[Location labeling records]
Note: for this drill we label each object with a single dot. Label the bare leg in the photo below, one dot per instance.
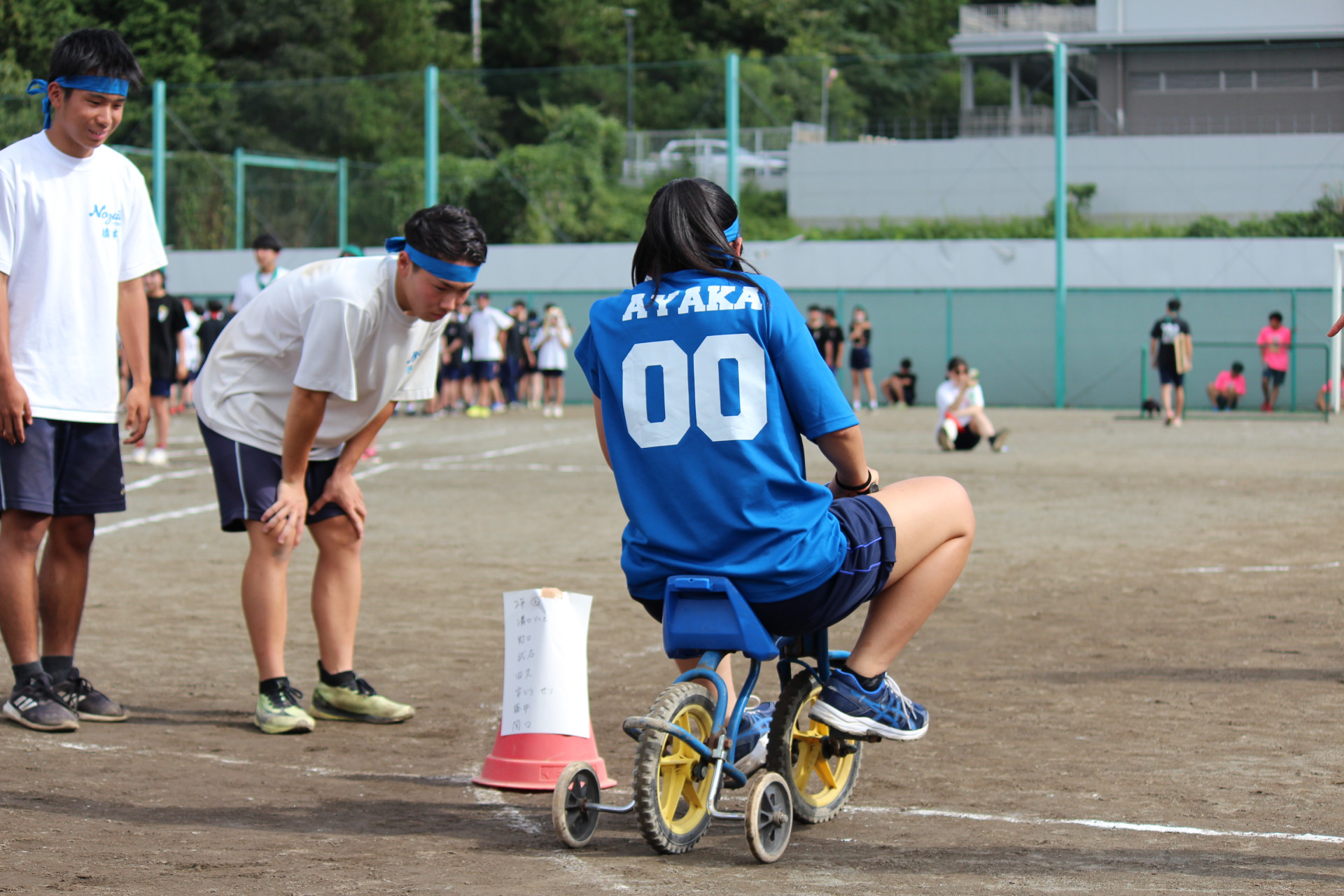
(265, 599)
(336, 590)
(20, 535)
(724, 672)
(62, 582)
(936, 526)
...
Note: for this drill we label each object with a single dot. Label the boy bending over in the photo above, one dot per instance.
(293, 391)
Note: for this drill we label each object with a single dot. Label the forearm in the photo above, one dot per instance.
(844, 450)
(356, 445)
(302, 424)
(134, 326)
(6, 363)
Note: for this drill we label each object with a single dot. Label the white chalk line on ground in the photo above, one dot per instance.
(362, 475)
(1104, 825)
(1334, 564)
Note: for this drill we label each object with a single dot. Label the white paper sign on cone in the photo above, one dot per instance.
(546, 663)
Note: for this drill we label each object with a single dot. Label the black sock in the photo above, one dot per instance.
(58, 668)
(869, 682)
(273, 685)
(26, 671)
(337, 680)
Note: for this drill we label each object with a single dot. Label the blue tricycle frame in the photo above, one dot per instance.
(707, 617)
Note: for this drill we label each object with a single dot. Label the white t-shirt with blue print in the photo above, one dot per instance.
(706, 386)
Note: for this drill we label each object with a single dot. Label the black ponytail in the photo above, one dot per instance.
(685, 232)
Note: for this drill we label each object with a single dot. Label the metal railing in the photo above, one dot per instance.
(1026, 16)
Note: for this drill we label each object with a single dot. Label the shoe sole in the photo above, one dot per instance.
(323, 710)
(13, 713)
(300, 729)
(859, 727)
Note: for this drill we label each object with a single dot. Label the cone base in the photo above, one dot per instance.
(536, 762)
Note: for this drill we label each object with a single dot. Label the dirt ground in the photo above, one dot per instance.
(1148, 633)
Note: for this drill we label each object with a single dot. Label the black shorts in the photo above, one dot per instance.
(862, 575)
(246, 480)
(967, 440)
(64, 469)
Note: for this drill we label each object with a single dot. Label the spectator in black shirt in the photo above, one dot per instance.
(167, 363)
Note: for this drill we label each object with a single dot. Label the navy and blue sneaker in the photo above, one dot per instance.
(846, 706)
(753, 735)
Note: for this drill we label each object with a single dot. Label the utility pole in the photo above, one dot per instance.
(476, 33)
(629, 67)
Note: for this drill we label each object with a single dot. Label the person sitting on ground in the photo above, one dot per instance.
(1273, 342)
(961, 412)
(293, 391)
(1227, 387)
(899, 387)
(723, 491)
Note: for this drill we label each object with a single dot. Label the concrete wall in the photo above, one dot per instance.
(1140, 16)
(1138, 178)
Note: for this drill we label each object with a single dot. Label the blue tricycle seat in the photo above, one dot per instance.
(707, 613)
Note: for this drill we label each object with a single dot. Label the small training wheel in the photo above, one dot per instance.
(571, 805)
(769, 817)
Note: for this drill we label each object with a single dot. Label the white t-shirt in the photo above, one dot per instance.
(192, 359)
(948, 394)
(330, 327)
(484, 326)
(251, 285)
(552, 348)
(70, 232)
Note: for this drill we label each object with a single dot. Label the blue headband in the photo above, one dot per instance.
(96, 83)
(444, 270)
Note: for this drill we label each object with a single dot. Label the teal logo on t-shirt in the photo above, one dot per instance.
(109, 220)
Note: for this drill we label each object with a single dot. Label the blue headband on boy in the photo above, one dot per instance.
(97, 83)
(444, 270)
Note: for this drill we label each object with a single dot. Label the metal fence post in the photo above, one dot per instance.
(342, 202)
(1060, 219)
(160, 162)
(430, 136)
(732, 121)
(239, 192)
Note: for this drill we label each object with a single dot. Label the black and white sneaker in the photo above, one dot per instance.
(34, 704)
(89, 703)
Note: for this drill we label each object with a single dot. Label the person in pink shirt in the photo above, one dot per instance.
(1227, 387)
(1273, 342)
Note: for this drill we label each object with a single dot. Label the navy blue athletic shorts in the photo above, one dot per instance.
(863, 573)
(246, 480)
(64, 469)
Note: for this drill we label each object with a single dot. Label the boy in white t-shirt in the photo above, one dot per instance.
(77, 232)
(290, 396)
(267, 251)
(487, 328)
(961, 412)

▶ [What the task requires]: Pick out every line of the items above that contains the word "shorts" and copy each one in full.

▶ [Result of this exercise]:
Note: for this drill we label each object with a single dot. Label the black shorts in the photo above, one dot per instance.
Note: for this drill we label each object with a single dot. Label the navy blue athletic shorts in the photo above, one dot per instance.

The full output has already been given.